> [TAREFAS]:
(A) Segundo o texto sobre o conflito entre Israel e Palestina, quantos judeus foram exterminados pelo estado nazista durante o Holocausto?
(B) Dê sequência ao texto sobre o conflito entre Israel e Palestina a partir da última frase mostrada.

----- TEXTO DA PÁGINA -----

O conflito entre Israel e Palestina é muito complexo. Durante décadas, essa disputa causou dezenas de milhares de mortes e milhões de refugiados. E transformou o Oriente Médio em um barril de pólvora que está sempre à beira de explodir.
Mas por que israelenses e palestinos lutam? Eu sou Camilla Veras Mota, da BBC News Brasil, e adianto que a resposta não é simples. Por isso, dividimos a resposta em 3 vídeos.
A origem do conflito e as fronteiras, os assentamentos judaicos e a questão de Jerusalém. Vamos começar pelo início. Para entender essa história, é preciso voltar no tempo, até o início do século 19, quando o sionismo se espalhou pela Europa.
O principal objetivo desse movimento nacionalista era a criação de um Estado para todos os judeus do mundo, que acabaria com milênios de perseguição e exílio. O movimento apareceu em parte como uma resposta ao anti-semitismo que estava crescendo pela Europa naquela época. Um anti-semitismo que teve sua expressão máxima e brutal com o Holocausto, durante a Segunda Guerra Mundial.
Foi quando cerca de seis milhões de judeus foram exterminados pelo estado nazista. E onde eles queriam criar esse estado judeu? Havia diferentes opções: Uganda, Argentina ou mesmo uma região da Sibéria chamada Birobidzhan (Birobidjan), na fronteira entre a Rússia e a China.

----- DADOS BRUTOS -----

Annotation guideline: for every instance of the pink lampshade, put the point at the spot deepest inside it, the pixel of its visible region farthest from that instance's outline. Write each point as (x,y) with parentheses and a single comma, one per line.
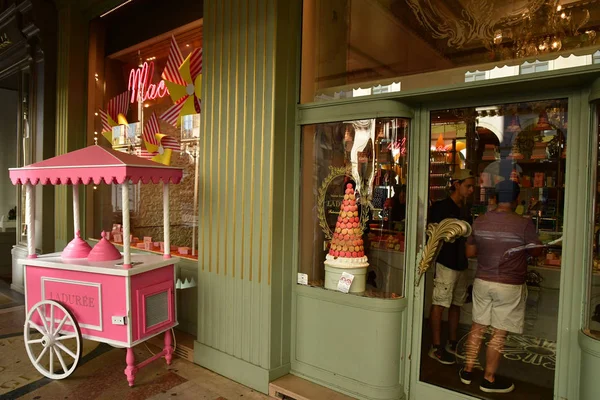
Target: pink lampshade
(77,248)
(104,251)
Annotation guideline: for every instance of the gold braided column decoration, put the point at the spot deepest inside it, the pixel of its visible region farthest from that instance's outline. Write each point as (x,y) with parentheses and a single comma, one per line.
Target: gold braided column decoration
(448,230)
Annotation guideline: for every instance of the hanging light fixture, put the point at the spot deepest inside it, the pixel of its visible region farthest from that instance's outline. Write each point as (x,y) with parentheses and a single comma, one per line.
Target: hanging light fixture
(515,125)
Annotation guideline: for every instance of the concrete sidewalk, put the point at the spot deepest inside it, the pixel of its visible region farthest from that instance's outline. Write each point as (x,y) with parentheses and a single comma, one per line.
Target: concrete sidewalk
(99,374)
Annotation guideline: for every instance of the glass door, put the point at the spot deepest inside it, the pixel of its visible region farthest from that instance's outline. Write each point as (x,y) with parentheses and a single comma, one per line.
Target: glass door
(487,322)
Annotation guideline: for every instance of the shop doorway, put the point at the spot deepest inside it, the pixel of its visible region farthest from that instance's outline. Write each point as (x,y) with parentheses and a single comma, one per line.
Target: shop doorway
(502,169)
(9,96)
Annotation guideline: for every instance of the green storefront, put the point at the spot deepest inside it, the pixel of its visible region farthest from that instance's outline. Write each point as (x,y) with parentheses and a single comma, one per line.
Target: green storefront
(281,96)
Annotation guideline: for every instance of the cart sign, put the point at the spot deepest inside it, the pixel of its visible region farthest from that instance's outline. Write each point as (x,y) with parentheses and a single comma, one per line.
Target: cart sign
(83,299)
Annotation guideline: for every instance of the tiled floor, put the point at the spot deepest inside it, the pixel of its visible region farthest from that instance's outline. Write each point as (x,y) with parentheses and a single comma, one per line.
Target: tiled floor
(100,372)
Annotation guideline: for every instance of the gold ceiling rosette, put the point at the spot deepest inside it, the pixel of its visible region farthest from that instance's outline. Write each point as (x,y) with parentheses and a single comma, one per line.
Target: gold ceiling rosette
(508,28)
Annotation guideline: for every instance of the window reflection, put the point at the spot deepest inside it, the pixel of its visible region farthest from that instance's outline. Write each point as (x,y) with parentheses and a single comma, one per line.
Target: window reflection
(363,47)
(492,302)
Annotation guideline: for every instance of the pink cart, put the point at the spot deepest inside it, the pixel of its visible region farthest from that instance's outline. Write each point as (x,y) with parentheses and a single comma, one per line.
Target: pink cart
(97,294)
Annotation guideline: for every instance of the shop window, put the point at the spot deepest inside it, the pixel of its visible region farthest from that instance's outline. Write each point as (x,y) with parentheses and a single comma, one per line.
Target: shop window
(134,109)
(353,206)
(592,325)
(475,76)
(351,44)
(502,169)
(531,68)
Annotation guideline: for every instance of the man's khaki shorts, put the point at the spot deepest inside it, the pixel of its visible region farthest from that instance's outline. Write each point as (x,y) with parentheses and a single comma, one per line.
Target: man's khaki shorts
(500,305)
(449,287)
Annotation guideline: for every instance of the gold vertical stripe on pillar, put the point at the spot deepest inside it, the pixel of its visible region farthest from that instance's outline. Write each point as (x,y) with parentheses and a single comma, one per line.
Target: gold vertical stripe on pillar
(262,141)
(241,235)
(235,131)
(220,134)
(228,133)
(245,135)
(272,154)
(253,139)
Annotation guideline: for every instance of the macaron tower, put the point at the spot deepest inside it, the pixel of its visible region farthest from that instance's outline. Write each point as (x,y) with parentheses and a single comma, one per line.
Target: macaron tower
(346,253)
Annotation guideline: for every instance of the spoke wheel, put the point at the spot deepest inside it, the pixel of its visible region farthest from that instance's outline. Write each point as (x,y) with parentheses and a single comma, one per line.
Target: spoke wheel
(52,339)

-----

> [RESPOSTAS POR TAREFA]:
(A) Cerca de seis milhões.

(B)
E havia partidários, é claro, da criação de um Estado no território onde se situara o reino de Israel histórico, na área geográfica conhecida na época como Palestina Quero dizer, aqui: Nesta faixa de terra de cerca de 400 km de extensão entre o Mar Mediterrâneo e o vale do rio Jordão. E qual seria o problema? Bom, esta região não estava vazia e é considerada sagrada não apenas pelos judeus, mas também por muçulmanos e cristãos.
Além disso, quando a criação deste Estado judeu começou a ser considerada, essa área pertencia ao Império Otomano. E, apesar de existir uma pequena comunidade judaica lá, a população era predominantemente árabe. Então aconteceu algo que mudou tudo: a Primeira Guerra Mundial.
No final da chamada Grande Guerra, o Império Otomano foi derrotado e se desintegrou. As potências européias que venceram a guerra dividiram entre si vários de seus territórios. Entre outras partes do Oriente Medio, os britanicos passaram a controlar a região da Palestina.
Isso é importante, porque naquela época o governo britânico deu um passo fundamental em apoio à causa sionista: a Declaração de Balfour. Uma carta em que, pela primeira vez, o governo britânico apoiou a criação de "um lar nacional para o povo judeu" na região da Palestina. Mas deixando claro o seguinte: "nada deve ser feito que possa prejudicar os direitos civis e religiosos das comunidades não-judias na Palestina".
Ou seja: os direitos dos árabes e de outras etnias deveriam ser respeitados. Mais tarde veremos por que os árabes não se sentem exatamente respeitados. O fato é que, nas décadas de 1920 e 1930 milhares de judeus se estabeleceram nessa região.
E houve tambem o êxodo de quem conseguiu escapar ou sobreviveu ao Holocausto nos anos seguintes. Logo após o fim da Segunda Guerra Mundial, os judeus que viviam na Palestina somavam cerca de 600 mil. Este número representava cerca da metade da população árabe naquele momento.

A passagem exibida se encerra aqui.